## Provided text
****************************************

I'm trying to create a regex which will do the following:
Name description: "QUARTERLY PATCH FOR XAQE (JUL 2013 - 11.2.0.3.20) : (125546467)"
Val version : 11.2.0.3.4
In order to output:
"Name, 11.2.0.3.20"
"Val, 11.2.0.3.4"
I have created the following regex: /^([\w]+).*([\d\.\d]+).*/, but it is only matching the last number in the 2nd group, i.e. in 11.2.0.3.4 it will only match 4. Could anyone help?
Also, there could be more than the two lines given above, so it needs to account for arbitrary lines where the version number could be anywhere in the line.

****************************************

## Data to examine
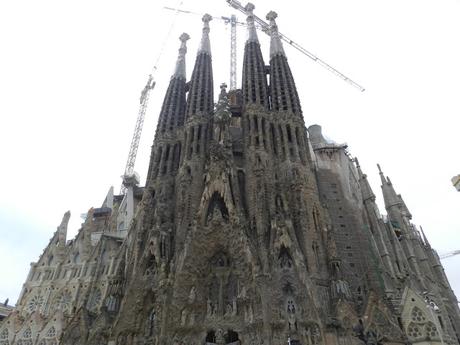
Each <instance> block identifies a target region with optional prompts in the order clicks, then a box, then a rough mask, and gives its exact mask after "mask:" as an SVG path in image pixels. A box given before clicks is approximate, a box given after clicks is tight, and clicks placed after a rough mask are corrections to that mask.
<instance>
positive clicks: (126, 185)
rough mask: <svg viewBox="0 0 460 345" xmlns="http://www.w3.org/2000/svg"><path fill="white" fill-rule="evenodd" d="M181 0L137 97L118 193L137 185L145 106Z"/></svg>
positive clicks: (178, 10) (173, 23) (147, 106)
mask: <svg viewBox="0 0 460 345" xmlns="http://www.w3.org/2000/svg"><path fill="white" fill-rule="evenodd" d="M182 3H183V0H180V1H179V3H178V6H177V9H176V11H175V16H174V19H173V21H172V23H171V25H170V27H169V30H168V32H167V34H166V36H165V38H164V40H163V43H162V45H161V48H160V51H159V53H158V56H157V59H156V60H155V64H154V66H153V68H152V71H151V73H150V74H149V77H148V80H147V84H146V85H145V87H144V88H143V89H142V92H141V97H140V99H139V102H140V106H139V111H138V114H137V120H136V125H135V127H134V133H133V138H132V139H131V145H130V148H129V153H128V160H127V162H126V166H125V172H124V174H123V175H122V179H123V182H122V184H121V188H120V194H126V191H127V187H128V186H132V185H137V184H139V176H138V175H137V174H136V173H135V172H134V165H135V163H136V156H137V150H138V148H139V142H140V140H141V135H142V128H143V126H144V120H145V113H146V112H147V107H148V104H149V98H150V91H152V90H153V88H154V87H155V84H156V82H155V79H154V76H155V74H156V71H157V69H158V67H157V66H158V63H159V61H160V59H161V56H162V55H163V52H164V49H165V47H166V44H167V43H168V41H169V37H170V35H171V32H172V30H173V28H174V24H175V22H176V18H177V15H178V13H179V11H180V10H179V7H180V6H181V5H182Z"/></svg>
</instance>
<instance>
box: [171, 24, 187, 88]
mask: <svg viewBox="0 0 460 345" xmlns="http://www.w3.org/2000/svg"><path fill="white" fill-rule="evenodd" d="M189 39H190V36H189V35H188V34H187V33H185V32H184V33H183V34H182V35H180V36H179V40H180V41H181V45H180V48H179V56H178V57H177V62H176V68H175V70H174V74H173V78H184V79H185V78H186V74H185V54H186V53H187V44H186V43H187V41H188V40H189Z"/></svg>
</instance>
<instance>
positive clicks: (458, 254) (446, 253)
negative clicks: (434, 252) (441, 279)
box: [439, 250, 460, 260]
mask: <svg viewBox="0 0 460 345" xmlns="http://www.w3.org/2000/svg"><path fill="white" fill-rule="evenodd" d="M455 255H460V250H454V251H452V252H448V253H445V254H441V255H439V258H440V259H441V260H444V259H447V258H450V257H452V256H455Z"/></svg>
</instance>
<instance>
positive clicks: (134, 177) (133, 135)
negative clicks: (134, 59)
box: [120, 74, 156, 194]
mask: <svg viewBox="0 0 460 345" xmlns="http://www.w3.org/2000/svg"><path fill="white" fill-rule="evenodd" d="M155 84H156V82H155V81H154V80H153V76H152V75H151V74H150V75H149V79H148V80H147V84H146V85H145V87H144V89H143V90H142V92H141V97H140V99H139V102H140V106H139V112H138V115H137V120H136V125H135V127H134V134H133V138H132V140H131V146H130V147H129V153H128V160H127V162H126V167H125V173H124V174H123V184H122V186H121V191H120V194H125V192H126V185H127V184H129V183H132V182H136V181H132V179H133V178H136V177H135V174H134V165H135V164H136V156H137V150H138V148H139V142H140V140H141V135H142V128H143V126H144V120H145V113H146V111H147V107H148V103H149V98H150V91H151V90H153V88H154V87H155ZM137 182H138V181H137Z"/></svg>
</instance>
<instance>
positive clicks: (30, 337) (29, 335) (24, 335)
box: [22, 328, 32, 339]
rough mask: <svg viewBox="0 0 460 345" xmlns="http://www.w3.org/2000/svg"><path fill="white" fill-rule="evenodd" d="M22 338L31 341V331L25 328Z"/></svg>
mask: <svg viewBox="0 0 460 345" xmlns="http://www.w3.org/2000/svg"><path fill="white" fill-rule="evenodd" d="M22 337H23V338H24V339H31V338H32V331H31V330H30V328H27V329H26V330H25V331H24V333H22Z"/></svg>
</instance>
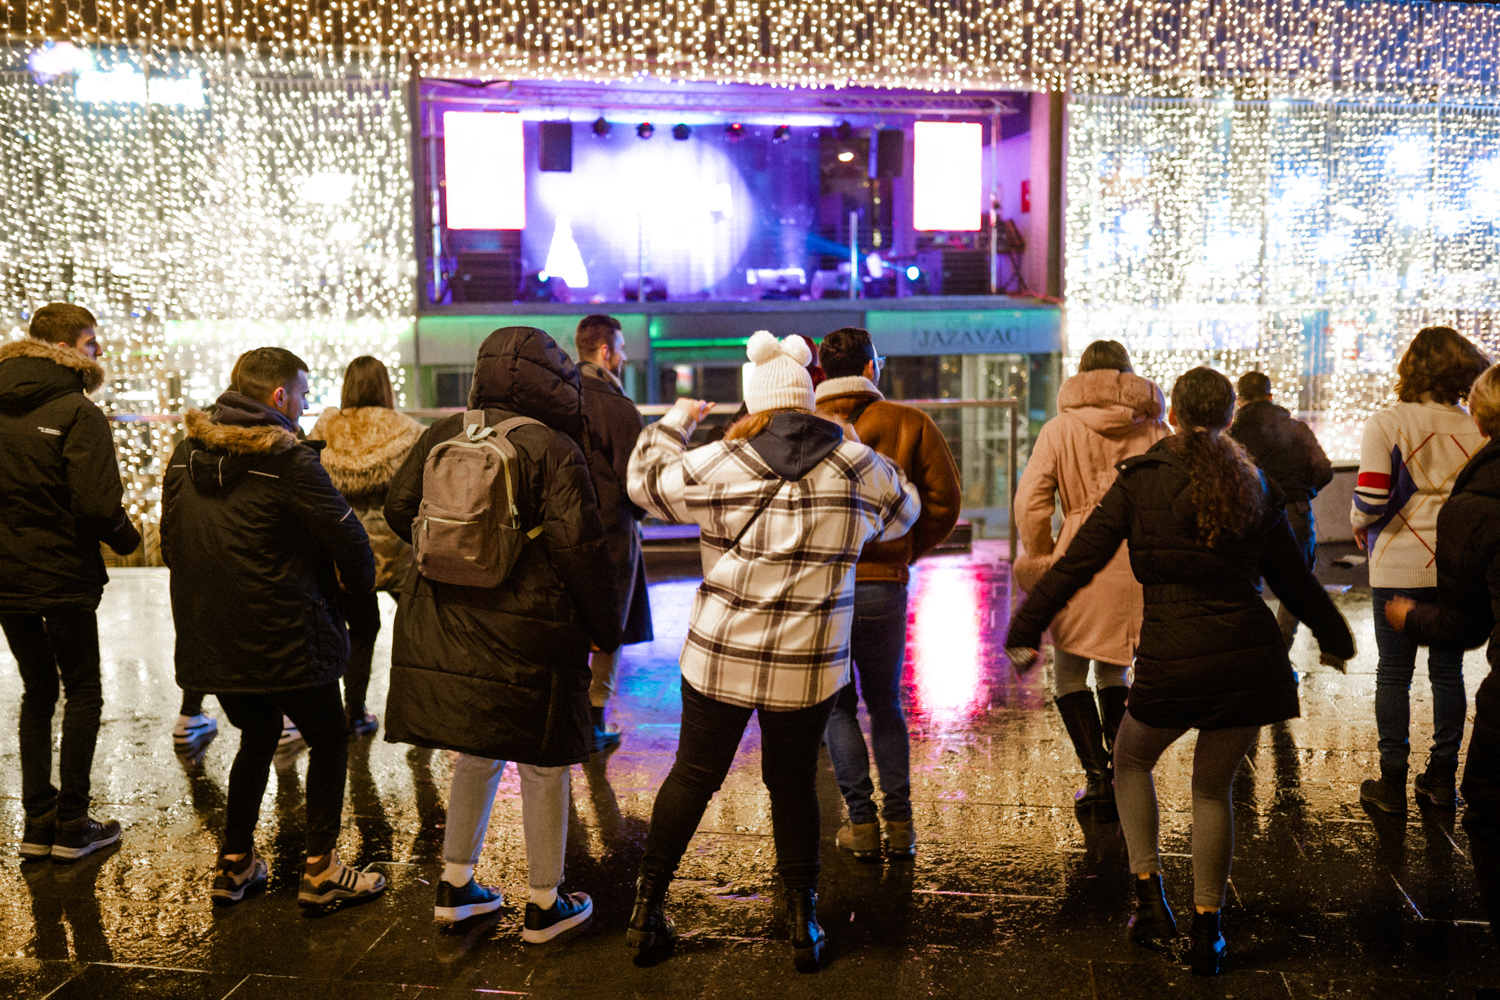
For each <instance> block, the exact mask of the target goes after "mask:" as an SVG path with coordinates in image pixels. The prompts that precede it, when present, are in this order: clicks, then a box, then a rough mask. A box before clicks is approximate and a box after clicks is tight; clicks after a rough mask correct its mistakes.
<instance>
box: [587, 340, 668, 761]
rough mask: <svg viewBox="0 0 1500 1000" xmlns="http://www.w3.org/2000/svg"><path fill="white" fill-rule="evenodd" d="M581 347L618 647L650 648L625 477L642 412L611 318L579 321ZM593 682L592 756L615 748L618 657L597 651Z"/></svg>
mask: <svg viewBox="0 0 1500 1000" xmlns="http://www.w3.org/2000/svg"><path fill="white" fill-rule="evenodd" d="M573 343H574V346H576V348H577V358H579V364H577V373H579V375H580V376H582V379H580V382H579V384H580V385H582V390H583V417H585V418H586V420H588V444H589V448H588V462H589V474H591V477H592V480H594V492H595V493H598V519H600V522H603V525H604V541H606V546H607V549H609V568H610V570H612V571H613V574H615V591H616V594H618V597H619V621H621V622H622V624H624V636H622V639H621V643H619V645H621V646H628V645H631V643H637V642H651V639H654V637H655V633H654V631H652V628H651V598H649V595H648V592H646V561H645V556H643V555H642V552H640V523H639V522H640V519H642V517H645V511H643V510H640V508H639V507H636V505H634V504H631V502H630V496H628V495H627V493H625V474H627V471H628V469H630V453H631V451H634V448H636V438H639V436H640V429H642V427H645V420H642V417H640V411H639V409H636V405H634V403H633V402H630V397H628V396H625V390H624V385H621V382H619V373H621V370H624V364H625V337H624V334H621V331H619V321H618V319H615V318H613V316H600V315H594V316H583V319H582V321H580V322H579V324H577V333H576V334H574V337H573ZM588 669H589V672H591V673H592V675H594V682H592V684H591V685H589V688H588V703H589V712H591V718H592V723H594V750H595V751H598V753H603V751H604V750H609V748H610V747H616V745H619V729H618V727H615V726H607V724H606V723H604V712H606V708H607V706H609V699H610V697H613V694H615V675H616V673H618V670H619V651H618V649H616V651H613V652H594V655H591V657H589V660H588Z"/></svg>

****************************************

## Questions to answer
**A.** Repeat, word for word, the part of the regex question that opens with the words containing "Val version : 11.2.0.3.4" and closes with "in the line.".
**B.** Using the regex question above the material, decide whether each statement agrees with it, answering yes or no and quoting the words that decide it: (i) The poster's regex captures only the final digit of 11.2.0.3.4. (ii) The input will always consist of exactly two lines. (iii) The version number may appear anywhere in a line.
**C.** Write the next part of the regex question, starting after its final sentence.

## Answers for the exercise
**A.**
Val version : 11.2.0.3.4
In order to output:
"Name, 11.2.0.3.20"
"Val, 11.2.0.3.4"
I have created the following regex: /^([\w]+).*([\d\.\d]+).*/, but it is only matching the last number in the 2nd group, i.e. in 11.2.0.3.4 it will only match 4. Could anyone help?
Also, there could be more than the two lines given above, so it needs to account for arbitrary lines where the version number could be anywhere in the line.

**B.**
(i) Yes: "it is only matching the last number in the 2nd group, i.e. in 11.2.0.3.4 it will only match 4"
(ii) No: "there could be more than the two lines given above"
(iii) Yes: "the version number could be anywhere in the line"

**C.**
You can use a one-liner for this as well:
perl -lne '/(\w+).*?(\d+(\.\d+)+)/; print "$1, $2"' <filename>
__END__
Name, 11.2.0.3.20
Val, 11.2.0.3.4
If you are only planning for the output and not doing any processing over the captured groups, then this will do:
$str =~ s/([\n\r]|^)(Name|Val).*?(\d+(\.\d+)+).*/$1"$2, $3"/g;
Your problem is that .* is greedy and will consume as much as it can whilst the pattern still matches. One solution is to make is lazy .*?
Also [\d\.\d]+ means match one of \d, \. and \d, so it's the same as [\d.]+ which isn't what you want since it would match "2013" in the first line. \d+(\.\d+)+ is more suitable.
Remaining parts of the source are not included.